(Named-object pointing records)
^^^^^^^^^^^^^^^^

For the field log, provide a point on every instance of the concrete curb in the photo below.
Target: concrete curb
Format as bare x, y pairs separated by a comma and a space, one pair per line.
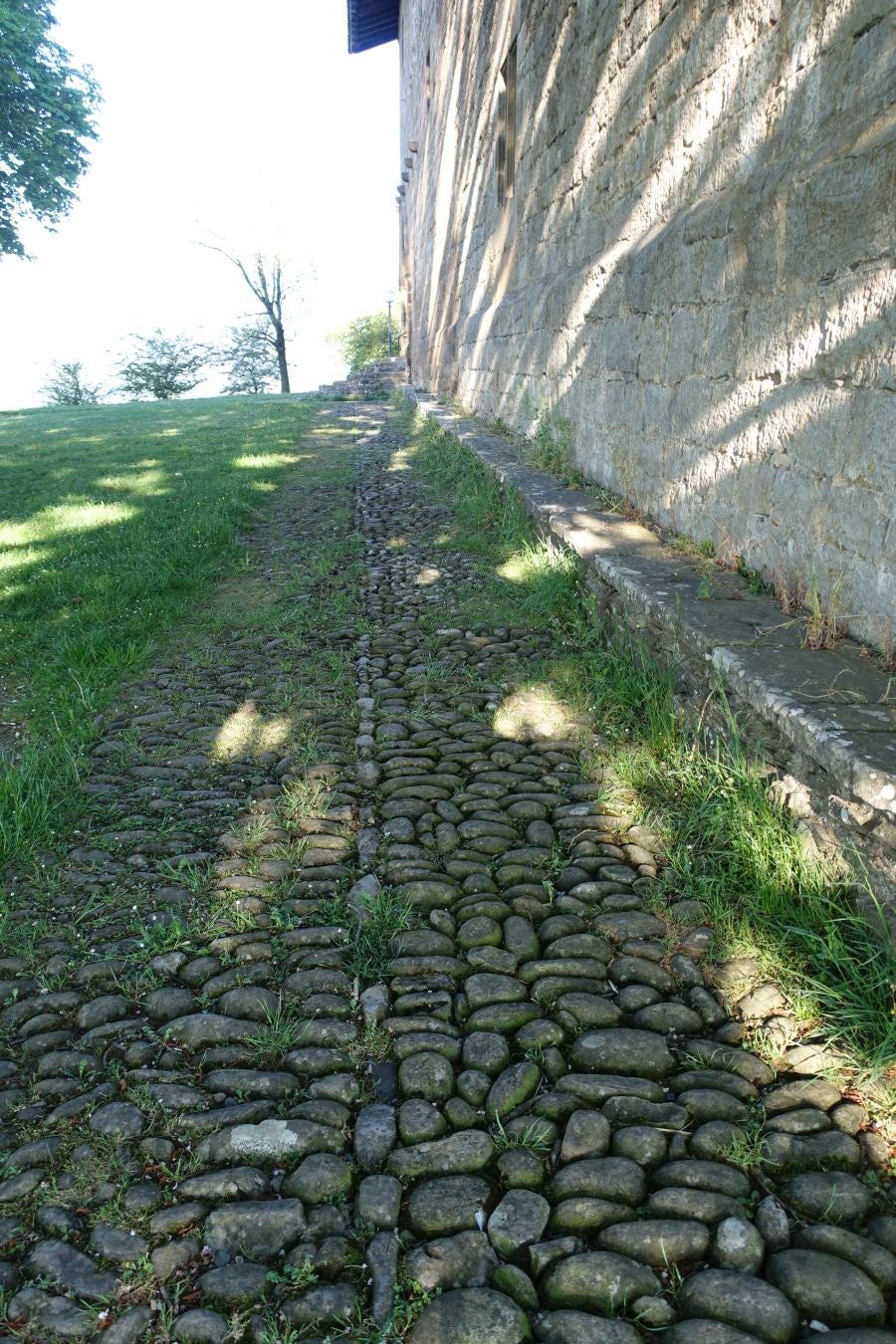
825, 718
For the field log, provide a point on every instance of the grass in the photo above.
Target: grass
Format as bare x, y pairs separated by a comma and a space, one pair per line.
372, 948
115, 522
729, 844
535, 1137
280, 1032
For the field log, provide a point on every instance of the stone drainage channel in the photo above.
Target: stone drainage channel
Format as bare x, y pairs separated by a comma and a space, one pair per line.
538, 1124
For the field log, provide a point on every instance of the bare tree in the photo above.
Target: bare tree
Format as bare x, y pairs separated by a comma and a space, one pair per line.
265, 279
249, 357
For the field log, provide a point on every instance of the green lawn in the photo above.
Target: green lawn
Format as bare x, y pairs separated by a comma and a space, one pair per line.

^^^^^^^^^^^^^^^^

Written exercise —
Rewrite everything from the line containing "lawn in the photo above." down to the end of the items, substituting "mowed lawn" for every "green lawn" and keeping all else the same.

Full response —
For the field log, provide a point on every instance of the mowed lawn in the photo above.
Target: mowed lawn
Format as bare x, y pairs separated by a comma and a space, one pair per line.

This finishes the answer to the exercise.